>> start Dataset rows
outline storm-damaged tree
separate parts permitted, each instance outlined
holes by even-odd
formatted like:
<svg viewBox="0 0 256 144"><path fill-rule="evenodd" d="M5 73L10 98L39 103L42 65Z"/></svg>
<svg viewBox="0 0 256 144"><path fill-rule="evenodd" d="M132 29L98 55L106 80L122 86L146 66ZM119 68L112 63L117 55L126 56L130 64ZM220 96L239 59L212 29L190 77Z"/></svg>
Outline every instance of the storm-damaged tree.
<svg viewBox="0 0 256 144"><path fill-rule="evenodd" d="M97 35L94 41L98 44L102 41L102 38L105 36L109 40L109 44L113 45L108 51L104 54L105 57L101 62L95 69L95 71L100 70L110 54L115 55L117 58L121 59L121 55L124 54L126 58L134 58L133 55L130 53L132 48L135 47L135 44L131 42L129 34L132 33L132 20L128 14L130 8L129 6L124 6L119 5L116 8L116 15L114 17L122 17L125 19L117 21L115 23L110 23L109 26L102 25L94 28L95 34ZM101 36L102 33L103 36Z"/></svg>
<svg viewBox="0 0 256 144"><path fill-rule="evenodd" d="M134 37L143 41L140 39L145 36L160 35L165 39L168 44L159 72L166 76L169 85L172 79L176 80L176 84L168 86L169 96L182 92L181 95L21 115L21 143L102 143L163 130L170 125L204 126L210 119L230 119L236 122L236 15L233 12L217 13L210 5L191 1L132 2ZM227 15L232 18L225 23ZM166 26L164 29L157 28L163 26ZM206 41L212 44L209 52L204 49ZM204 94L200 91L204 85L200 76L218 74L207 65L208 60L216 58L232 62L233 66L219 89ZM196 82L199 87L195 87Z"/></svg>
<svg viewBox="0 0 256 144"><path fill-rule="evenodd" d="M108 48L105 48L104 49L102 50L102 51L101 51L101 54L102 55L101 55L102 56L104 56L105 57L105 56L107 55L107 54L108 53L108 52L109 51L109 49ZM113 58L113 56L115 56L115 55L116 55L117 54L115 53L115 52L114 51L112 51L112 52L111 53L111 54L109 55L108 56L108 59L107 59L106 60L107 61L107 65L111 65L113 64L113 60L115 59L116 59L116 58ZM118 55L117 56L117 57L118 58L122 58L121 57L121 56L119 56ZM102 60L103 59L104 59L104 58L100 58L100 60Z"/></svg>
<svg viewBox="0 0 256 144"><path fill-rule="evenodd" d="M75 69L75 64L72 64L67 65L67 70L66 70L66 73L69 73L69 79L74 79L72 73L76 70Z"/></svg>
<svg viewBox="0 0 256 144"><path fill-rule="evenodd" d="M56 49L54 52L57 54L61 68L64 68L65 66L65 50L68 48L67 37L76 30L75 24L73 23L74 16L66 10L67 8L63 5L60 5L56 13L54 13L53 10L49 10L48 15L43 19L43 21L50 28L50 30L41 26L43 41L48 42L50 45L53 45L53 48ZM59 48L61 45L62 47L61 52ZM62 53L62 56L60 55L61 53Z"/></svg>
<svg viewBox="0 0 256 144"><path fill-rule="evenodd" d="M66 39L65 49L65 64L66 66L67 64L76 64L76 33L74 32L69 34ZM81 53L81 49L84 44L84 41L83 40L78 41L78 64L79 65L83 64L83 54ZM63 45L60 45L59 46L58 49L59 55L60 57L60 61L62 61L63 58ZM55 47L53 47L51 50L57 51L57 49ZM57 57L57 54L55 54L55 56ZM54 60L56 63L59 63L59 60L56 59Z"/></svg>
>> end Dataset rows
◆ **Prompt**: Rewrite the material above as a JSON array of strings, one string per line, leaving out any blank lines.

◆ **Full response**:
[
  "outline storm-damaged tree",
  "separate parts permitted, each instance outlined",
  "holes by even-odd",
  "formatted like:",
  "<svg viewBox=\"0 0 256 144\"><path fill-rule=\"evenodd\" d=\"M5 73L10 98L39 103L42 65Z\"/></svg>",
  "<svg viewBox=\"0 0 256 144\"><path fill-rule=\"evenodd\" d=\"M132 29L98 55L106 80L122 86L146 66ZM119 68L112 63L117 55L126 56L130 64ZM220 96L239 59L212 29L190 77Z\"/></svg>",
  "Outline every instance of the storm-damaged tree.",
  "<svg viewBox=\"0 0 256 144\"><path fill-rule=\"evenodd\" d=\"M97 35L94 41L98 44L102 41L102 38L105 36L109 40L109 44L113 45L108 51L104 54L105 57L101 62L95 69L95 71L100 70L110 54L115 55L117 58L121 59L121 55L124 54L126 58L134 58L133 55L130 53L132 48L135 47L135 44L131 42L129 34L132 33L132 20L128 14L130 8L129 6L124 6L119 5L116 8L116 15L114 17L122 17L125 19L117 21L115 23L110 23L109 26L102 25L94 28L95 34ZM101 36L102 33L103 36Z\"/></svg>",
  "<svg viewBox=\"0 0 256 144\"><path fill-rule=\"evenodd\" d=\"M134 37L143 41L140 39L145 36L160 35L165 39L168 44L159 72L166 76L169 85L172 79L176 80L176 84L168 86L169 96L182 92L181 95L21 115L21 143L102 143L163 130L170 125L204 126L210 119L230 119L236 122L236 15L233 12L217 13L210 5L191 1L132 2ZM227 15L232 18L225 23ZM166 26L164 29L157 28L163 26ZM206 41L212 44L209 52L204 49ZM204 94L200 91L204 85L200 76L218 74L207 65L208 60L216 58L232 62L233 66L219 89ZM196 82L199 87L195 87Z\"/></svg>",
  "<svg viewBox=\"0 0 256 144\"><path fill-rule=\"evenodd\" d=\"M108 48L105 48L104 49L102 50L102 51L101 51L101 54L102 55L101 55L102 56L104 56L105 57L105 56L107 55L107 54L108 53L108 52L109 51L109 49ZM113 58L113 56L115 56L115 55L116 55L117 54L115 53L115 52L114 51L112 51L112 52L111 53L111 54L109 55L108 56L108 59L107 59L106 60L107 61L107 65L111 65L113 64L113 60L115 59L116 59L116 58ZM118 55L117 56L117 57L118 58L122 58L121 57L121 56L119 56ZM102 60L103 59L104 59L104 58L100 58L100 60Z\"/></svg>",
  "<svg viewBox=\"0 0 256 144\"><path fill-rule=\"evenodd\" d=\"M75 69L75 64L72 64L67 65L67 70L66 70L66 73L69 73L69 79L74 79L72 73L76 70Z\"/></svg>",
  "<svg viewBox=\"0 0 256 144\"><path fill-rule=\"evenodd\" d=\"M56 49L54 52L57 54L61 68L64 68L65 66L65 50L68 48L67 37L76 30L75 24L73 23L74 16L66 10L67 8L63 5L60 5L56 13L54 13L53 10L49 10L48 15L43 19L43 21L50 28L50 30L41 26L43 41L48 42L50 45L53 45L53 48ZM59 48L61 45L62 47L61 52ZM62 53L62 56L60 55L61 53Z\"/></svg>",
  "<svg viewBox=\"0 0 256 144\"><path fill-rule=\"evenodd\" d=\"M66 39L65 49L65 64L66 66L67 64L76 64L76 33L74 32L69 34ZM81 53L81 49L84 44L84 41L83 40L78 41L78 64L79 65L83 64L83 54ZM63 45L60 45L59 46L58 49L59 55L60 57L60 61L62 61L63 58ZM55 47L53 47L51 50L57 51L57 49ZM57 57L57 54L55 54L55 56ZM54 60L56 63L59 63L59 60L56 59Z\"/></svg>"
]